Copy out each line below that contains the word "white".

[BEGIN Provided information]

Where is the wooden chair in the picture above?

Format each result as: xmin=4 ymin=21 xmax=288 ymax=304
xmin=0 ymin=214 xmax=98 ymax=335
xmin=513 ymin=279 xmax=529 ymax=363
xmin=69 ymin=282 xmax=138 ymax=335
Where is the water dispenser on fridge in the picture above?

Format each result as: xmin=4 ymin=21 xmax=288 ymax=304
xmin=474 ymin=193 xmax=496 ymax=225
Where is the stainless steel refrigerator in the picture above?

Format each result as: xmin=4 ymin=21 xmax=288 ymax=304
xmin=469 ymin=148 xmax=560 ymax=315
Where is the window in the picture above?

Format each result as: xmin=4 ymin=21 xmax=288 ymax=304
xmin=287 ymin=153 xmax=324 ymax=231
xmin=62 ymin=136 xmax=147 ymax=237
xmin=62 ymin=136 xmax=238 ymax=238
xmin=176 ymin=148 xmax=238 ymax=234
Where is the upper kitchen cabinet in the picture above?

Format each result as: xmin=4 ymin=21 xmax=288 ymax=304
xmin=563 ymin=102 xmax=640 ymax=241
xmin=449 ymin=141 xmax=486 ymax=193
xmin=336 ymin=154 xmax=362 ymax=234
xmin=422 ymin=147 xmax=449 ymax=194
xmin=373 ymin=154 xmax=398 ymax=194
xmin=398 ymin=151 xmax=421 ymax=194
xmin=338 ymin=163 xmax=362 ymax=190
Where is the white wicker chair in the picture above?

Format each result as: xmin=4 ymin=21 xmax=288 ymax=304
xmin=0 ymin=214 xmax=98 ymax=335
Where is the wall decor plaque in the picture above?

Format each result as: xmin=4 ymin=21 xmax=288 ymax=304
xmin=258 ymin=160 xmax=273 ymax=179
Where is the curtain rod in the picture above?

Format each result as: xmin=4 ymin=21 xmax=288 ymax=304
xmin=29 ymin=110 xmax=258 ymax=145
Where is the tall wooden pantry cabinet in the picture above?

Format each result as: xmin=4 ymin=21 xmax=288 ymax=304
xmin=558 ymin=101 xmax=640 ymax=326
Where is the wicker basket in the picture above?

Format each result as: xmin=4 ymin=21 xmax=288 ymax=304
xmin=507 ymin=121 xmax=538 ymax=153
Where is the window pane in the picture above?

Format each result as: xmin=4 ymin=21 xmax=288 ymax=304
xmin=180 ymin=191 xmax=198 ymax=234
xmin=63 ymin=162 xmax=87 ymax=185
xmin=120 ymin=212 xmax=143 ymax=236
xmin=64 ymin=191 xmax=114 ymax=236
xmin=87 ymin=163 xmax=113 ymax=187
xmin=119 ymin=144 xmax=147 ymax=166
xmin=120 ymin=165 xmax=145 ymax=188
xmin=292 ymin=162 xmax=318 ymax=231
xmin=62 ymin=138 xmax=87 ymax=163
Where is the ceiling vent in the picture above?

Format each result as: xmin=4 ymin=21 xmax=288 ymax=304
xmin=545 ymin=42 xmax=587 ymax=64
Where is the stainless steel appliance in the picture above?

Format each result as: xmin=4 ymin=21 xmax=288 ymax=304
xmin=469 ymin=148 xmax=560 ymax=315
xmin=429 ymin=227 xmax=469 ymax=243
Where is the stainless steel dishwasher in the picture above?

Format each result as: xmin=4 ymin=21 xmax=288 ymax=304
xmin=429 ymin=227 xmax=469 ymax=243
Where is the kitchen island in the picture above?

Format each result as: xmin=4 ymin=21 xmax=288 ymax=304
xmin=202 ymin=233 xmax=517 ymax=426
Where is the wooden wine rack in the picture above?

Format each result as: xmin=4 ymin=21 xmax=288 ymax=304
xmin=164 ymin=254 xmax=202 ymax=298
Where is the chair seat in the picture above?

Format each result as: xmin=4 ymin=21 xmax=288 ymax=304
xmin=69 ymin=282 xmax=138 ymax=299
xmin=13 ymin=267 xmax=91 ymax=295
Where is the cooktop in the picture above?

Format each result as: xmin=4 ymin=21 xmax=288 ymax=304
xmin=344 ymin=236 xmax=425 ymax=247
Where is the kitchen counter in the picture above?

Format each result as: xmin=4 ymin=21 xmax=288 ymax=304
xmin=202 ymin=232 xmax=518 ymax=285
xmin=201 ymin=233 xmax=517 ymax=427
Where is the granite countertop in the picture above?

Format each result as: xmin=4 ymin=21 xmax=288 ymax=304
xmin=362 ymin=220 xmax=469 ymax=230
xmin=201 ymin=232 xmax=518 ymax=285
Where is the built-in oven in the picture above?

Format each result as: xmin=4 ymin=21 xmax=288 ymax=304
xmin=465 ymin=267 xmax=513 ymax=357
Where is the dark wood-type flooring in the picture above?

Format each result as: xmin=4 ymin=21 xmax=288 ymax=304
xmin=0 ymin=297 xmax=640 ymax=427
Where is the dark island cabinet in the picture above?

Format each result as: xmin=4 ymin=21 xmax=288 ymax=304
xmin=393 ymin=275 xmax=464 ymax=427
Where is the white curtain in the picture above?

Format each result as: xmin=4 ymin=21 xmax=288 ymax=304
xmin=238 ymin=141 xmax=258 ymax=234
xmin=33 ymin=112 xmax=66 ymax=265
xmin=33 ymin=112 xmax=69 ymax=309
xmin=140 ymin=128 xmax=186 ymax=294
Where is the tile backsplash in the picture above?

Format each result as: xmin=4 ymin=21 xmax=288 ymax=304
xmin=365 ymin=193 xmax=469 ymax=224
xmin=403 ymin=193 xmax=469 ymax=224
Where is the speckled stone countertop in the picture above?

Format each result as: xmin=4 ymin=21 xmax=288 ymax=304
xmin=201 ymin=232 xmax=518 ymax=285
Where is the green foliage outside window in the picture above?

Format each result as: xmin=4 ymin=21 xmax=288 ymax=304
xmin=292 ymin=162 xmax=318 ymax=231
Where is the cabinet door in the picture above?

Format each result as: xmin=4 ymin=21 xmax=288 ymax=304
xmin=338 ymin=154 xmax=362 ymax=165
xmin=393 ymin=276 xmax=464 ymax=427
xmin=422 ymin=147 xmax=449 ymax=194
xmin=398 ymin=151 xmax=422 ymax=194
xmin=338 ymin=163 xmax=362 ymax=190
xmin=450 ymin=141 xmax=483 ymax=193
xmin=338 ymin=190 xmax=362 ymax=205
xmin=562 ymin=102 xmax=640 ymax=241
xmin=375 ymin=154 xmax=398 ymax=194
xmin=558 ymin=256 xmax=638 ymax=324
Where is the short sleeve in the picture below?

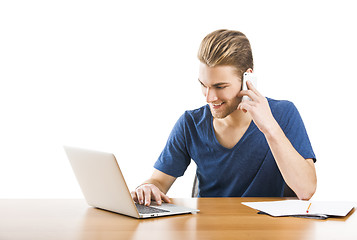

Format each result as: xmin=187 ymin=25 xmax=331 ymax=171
xmin=280 ymin=101 xmax=316 ymax=162
xmin=154 ymin=113 xmax=191 ymax=177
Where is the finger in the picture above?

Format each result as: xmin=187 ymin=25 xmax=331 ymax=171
xmin=143 ymin=186 xmax=151 ymax=206
xmin=135 ymin=187 xmax=144 ymax=204
xmin=238 ymin=101 xmax=253 ymax=113
xmin=247 ymin=81 xmax=262 ymax=96
xmin=238 ymin=90 xmax=259 ymax=101
xmin=161 ymin=192 xmax=171 ymax=203
xmin=152 ymin=188 xmax=162 ymax=205
xmin=130 ymin=191 xmax=139 ymax=203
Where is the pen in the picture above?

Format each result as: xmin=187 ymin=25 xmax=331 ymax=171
xmin=306 ymin=203 xmax=311 ymax=213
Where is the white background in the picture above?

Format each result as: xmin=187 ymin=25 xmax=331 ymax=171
xmin=0 ymin=0 xmax=357 ymax=201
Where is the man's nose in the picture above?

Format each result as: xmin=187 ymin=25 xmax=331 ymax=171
xmin=206 ymin=87 xmax=218 ymax=103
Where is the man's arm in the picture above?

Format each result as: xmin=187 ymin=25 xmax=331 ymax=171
xmin=264 ymin=121 xmax=317 ymax=200
xmin=238 ymin=81 xmax=317 ymax=200
xmin=131 ymin=169 xmax=176 ymax=206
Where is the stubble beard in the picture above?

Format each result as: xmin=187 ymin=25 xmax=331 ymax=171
xmin=210 ymin=99 xmax=241 ymax=119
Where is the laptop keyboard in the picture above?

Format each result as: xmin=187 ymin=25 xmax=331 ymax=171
xmin=135 ymin=203 xmax=170 ymax=214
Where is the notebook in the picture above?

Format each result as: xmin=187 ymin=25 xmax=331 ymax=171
xmin=64 ymin=146 xmax=199 ymax=218
xmin=242 ymin=200 xmax=356 ymax=219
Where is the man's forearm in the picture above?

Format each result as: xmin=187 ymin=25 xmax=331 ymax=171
xmin=264 ymin=123 xmax=317 ymax=200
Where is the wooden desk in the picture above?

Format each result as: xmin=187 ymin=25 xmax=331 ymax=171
xmin=0 ymin=198 xmax=357 ymax=240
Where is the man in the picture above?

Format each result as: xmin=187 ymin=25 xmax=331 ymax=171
xmin=131 ymin=30 xmax=316 ymax=205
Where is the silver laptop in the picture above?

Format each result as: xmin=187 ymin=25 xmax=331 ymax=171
xmin=64 ymin=146 xmax=199 ymax=218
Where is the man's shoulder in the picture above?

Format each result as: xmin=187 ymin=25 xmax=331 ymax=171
xmin=267 ymin=97 xmax=295 ymax=113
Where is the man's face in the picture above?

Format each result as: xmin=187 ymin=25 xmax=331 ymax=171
xmin=198 ymin=63 xmax=242 ymax=118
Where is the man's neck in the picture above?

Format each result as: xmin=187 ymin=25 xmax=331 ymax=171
xmin=214 ymin=110 xmax=252 ymax=128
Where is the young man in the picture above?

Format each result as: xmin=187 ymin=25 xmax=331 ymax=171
xmin=131 ymin=30 xmax=316 ymax=205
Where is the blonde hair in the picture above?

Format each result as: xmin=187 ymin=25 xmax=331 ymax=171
xmin=197 ymin=29 xmax=253 ymax=77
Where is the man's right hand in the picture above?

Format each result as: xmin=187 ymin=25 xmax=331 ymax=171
xmin=131 ymin=183 xmax=170 ymax=206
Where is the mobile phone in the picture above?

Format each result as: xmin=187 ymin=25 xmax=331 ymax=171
xmin=242 ymin=72 xmax=258 ymax=101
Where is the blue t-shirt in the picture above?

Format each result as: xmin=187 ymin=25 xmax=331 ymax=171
xmin=154 ymin=98 xmax=316 ymax=197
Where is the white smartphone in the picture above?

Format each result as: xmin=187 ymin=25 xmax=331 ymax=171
xmin=242 ymin=72 xmax=258 ymax=101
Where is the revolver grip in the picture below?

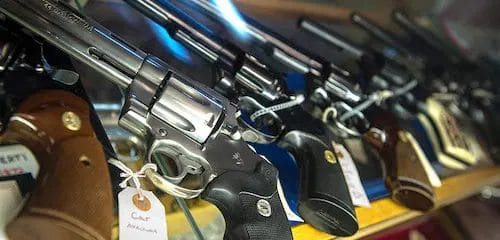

[END Provided information]

▶ **Exercise response**
Where is the white wicker chair in the picture above?
Where is the white curtain in the picture above?
Where is the white background in the picture above?
Where is the white smartphone in the picture above?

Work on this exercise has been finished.